[TASK OBJECTIVE] Copy the records below word for word, beginning with the line that contains "pixel 13 405." and ending with the line that contains "pixel 509 188", including both of those lines. Leave the pictures out of your copy.

Stored records from a collection
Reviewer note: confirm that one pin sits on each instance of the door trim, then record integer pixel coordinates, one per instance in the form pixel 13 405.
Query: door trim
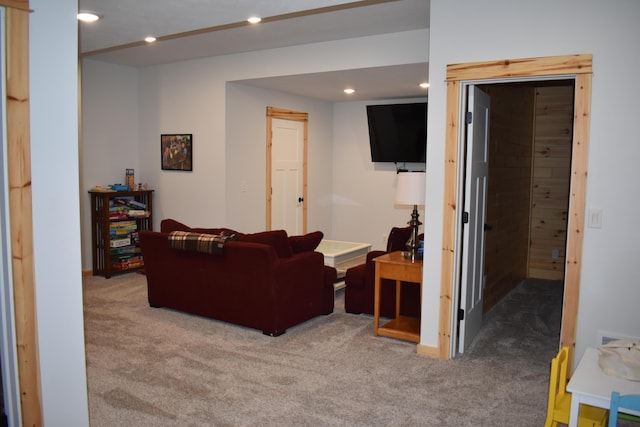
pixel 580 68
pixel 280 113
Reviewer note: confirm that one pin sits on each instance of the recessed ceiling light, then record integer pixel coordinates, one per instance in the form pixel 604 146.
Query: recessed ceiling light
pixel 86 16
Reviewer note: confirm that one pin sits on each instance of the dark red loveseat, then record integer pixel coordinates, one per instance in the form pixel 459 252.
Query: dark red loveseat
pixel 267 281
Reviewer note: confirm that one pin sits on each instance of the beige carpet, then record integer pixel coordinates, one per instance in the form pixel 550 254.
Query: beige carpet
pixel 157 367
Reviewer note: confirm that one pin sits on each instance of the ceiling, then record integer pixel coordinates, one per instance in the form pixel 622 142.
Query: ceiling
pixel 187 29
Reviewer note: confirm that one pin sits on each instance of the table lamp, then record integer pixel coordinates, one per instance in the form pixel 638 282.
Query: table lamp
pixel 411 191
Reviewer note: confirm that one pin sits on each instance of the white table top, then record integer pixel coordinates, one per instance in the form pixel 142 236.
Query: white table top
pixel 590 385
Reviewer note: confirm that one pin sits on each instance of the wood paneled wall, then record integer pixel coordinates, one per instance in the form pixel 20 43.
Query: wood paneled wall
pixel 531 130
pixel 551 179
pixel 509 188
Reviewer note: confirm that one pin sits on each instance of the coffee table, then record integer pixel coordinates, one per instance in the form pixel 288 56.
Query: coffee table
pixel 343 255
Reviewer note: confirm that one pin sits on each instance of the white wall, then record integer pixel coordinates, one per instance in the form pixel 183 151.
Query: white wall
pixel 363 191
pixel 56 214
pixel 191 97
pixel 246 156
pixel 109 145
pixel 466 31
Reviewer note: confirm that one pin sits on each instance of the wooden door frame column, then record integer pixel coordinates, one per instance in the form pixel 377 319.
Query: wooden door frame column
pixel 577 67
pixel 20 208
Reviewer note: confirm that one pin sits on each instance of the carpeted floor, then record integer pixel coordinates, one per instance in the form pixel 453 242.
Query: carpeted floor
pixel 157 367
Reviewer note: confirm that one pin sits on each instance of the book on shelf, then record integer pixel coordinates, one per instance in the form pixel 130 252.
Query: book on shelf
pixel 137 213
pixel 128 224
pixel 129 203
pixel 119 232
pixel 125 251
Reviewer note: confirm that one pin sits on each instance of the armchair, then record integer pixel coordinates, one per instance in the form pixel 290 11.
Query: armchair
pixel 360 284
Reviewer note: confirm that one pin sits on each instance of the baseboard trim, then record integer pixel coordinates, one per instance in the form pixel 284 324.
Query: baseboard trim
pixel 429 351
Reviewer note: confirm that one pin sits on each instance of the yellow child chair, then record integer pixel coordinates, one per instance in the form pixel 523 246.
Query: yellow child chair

--

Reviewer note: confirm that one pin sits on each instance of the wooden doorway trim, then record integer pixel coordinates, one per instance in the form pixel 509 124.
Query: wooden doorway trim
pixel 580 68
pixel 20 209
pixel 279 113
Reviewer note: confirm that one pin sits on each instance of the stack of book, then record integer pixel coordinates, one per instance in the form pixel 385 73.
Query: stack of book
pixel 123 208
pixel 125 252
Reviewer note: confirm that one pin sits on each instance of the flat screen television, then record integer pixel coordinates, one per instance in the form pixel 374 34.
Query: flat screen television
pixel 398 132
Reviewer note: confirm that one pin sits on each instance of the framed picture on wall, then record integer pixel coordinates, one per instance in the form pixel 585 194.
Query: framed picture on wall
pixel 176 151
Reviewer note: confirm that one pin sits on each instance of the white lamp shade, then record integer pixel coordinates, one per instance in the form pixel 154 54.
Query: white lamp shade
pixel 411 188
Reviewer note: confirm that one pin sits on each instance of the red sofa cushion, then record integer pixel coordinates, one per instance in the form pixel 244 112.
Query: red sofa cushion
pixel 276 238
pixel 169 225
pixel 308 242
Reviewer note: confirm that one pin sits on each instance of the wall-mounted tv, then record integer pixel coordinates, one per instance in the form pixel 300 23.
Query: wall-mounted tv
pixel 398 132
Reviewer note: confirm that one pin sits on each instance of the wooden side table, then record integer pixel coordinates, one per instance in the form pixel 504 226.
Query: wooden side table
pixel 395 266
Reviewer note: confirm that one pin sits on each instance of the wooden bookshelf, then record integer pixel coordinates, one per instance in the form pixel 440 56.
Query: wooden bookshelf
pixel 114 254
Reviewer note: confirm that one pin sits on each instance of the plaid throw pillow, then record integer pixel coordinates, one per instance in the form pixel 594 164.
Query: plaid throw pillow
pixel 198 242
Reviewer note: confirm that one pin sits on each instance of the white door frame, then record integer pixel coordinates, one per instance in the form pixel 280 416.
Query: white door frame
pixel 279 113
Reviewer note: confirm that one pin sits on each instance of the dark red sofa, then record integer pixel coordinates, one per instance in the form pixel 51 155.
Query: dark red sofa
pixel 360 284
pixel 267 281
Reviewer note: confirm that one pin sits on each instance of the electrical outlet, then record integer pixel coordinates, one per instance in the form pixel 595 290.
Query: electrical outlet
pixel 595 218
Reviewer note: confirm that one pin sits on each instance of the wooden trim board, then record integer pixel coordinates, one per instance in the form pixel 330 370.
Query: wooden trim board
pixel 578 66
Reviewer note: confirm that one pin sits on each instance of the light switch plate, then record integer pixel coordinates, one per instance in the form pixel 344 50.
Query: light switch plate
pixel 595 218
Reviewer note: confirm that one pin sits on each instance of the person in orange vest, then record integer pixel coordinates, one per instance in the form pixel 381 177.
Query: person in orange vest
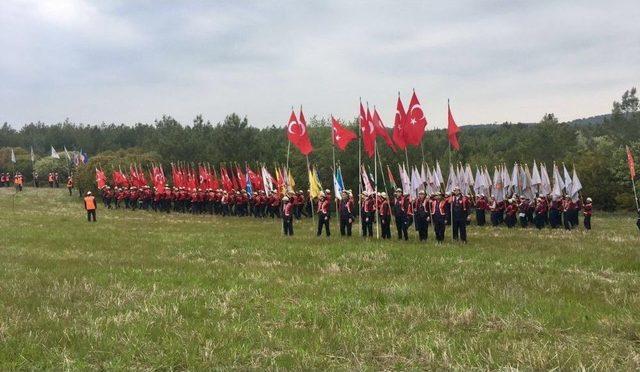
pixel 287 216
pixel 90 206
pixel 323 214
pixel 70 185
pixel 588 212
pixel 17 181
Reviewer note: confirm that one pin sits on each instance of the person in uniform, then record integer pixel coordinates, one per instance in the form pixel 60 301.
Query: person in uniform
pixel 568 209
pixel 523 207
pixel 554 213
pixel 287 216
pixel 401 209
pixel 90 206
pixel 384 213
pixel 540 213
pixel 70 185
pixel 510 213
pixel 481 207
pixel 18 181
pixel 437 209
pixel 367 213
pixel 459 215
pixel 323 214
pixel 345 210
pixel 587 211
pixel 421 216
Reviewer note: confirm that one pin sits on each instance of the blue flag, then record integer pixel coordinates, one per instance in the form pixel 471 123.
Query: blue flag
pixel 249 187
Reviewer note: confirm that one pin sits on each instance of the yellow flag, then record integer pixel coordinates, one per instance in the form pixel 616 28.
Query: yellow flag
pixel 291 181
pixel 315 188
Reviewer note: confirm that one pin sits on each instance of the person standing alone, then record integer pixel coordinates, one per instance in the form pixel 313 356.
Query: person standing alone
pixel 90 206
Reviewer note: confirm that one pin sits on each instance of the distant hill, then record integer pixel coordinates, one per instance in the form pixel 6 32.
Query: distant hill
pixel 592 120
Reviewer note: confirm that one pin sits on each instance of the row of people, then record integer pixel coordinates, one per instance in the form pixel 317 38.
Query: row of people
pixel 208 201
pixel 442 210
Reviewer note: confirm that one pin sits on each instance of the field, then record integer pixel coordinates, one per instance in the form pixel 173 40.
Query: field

==

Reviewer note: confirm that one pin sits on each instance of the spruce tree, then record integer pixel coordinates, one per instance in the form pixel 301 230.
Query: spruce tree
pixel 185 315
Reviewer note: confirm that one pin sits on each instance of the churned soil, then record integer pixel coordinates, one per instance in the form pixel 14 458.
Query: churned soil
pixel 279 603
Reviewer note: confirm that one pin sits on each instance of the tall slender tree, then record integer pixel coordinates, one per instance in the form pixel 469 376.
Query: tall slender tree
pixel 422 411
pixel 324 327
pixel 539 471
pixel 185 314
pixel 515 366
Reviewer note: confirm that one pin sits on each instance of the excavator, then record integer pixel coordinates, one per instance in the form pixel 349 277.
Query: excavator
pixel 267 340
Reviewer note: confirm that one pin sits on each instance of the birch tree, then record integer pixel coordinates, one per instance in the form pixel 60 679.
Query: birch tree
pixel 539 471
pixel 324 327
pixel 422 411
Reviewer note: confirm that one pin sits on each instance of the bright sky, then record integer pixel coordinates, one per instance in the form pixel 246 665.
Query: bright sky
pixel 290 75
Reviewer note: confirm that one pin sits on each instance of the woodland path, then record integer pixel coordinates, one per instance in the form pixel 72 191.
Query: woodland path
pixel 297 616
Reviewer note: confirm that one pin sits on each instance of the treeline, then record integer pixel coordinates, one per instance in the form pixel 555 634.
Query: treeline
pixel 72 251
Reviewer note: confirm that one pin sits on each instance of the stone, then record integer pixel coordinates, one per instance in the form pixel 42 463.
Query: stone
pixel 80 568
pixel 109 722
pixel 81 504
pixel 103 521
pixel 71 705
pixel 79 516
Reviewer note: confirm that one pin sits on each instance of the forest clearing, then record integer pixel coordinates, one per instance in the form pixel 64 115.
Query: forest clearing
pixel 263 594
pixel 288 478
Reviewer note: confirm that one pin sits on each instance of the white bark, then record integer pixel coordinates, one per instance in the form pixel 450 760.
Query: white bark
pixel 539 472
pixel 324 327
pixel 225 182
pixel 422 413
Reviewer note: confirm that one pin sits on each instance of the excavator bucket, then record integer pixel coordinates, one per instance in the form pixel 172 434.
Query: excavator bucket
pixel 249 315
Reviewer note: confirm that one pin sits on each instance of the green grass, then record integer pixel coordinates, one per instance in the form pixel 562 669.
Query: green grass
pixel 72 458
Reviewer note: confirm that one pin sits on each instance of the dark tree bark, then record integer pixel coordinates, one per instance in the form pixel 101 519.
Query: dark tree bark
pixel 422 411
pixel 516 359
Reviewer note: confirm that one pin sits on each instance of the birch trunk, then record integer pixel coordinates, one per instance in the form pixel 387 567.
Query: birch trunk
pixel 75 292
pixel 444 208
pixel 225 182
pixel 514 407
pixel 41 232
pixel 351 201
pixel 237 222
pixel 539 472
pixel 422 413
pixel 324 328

[COMPLETED TASK]
Reviewer note: confirm that one pin sits on each instance of the door trim, then record integer pixel coordinates, one per instance in the form pixel 13 405.
Query: door trim
pixel 580 68
pixel 280 113
Reviewer note: confirm that one pin sits on each instance of the recessed ceiling light, then record integer pixel coordinates, one per instance in the form pixel 604 146.
Query: recessed ceiling light
pixel 86 16
Reviewer note: confirm that one pin sits on each instance of the dark red loveseat, then record integer pixel coordinates, one per instance in the form pixel 459 252.
Query: dark red loveseat
pixel 267 281
Reviewer note: confirm that one pin sits on each instance of the beige carpet, then record integer pixel coordinates, one per instance in the form pixel 550 254.
Query: beige carpet
pixel 157 367
Reviewer note: confirm that one pin sits on each instance of the ceiling, then record integer pixel coordinates, one per instance in the form pixel 622 142.
Query: ceiling
pixel 187 29
Reviewer note: confirm that one pin sits on each instance of the table lamp, then record integer pixel coordinates, one per instance in the form pixel 638 282.
Query: table lamp
pixel 411 191
Reviewer note: confirm that one pin sits on each instance of the white table top, then record integer pixel coordinates, one per instance in the form pixel 142 236.
Query: white table top
pixel 590 385
Reviewer note: confirm that one pin sits on each instance of the wood paneled wall, then record integer pixel coordinates, one per instance in the form pixel 20 43.
Query: wood paneled wall
pixel 531 130
pixel 551 179
pixel 509 188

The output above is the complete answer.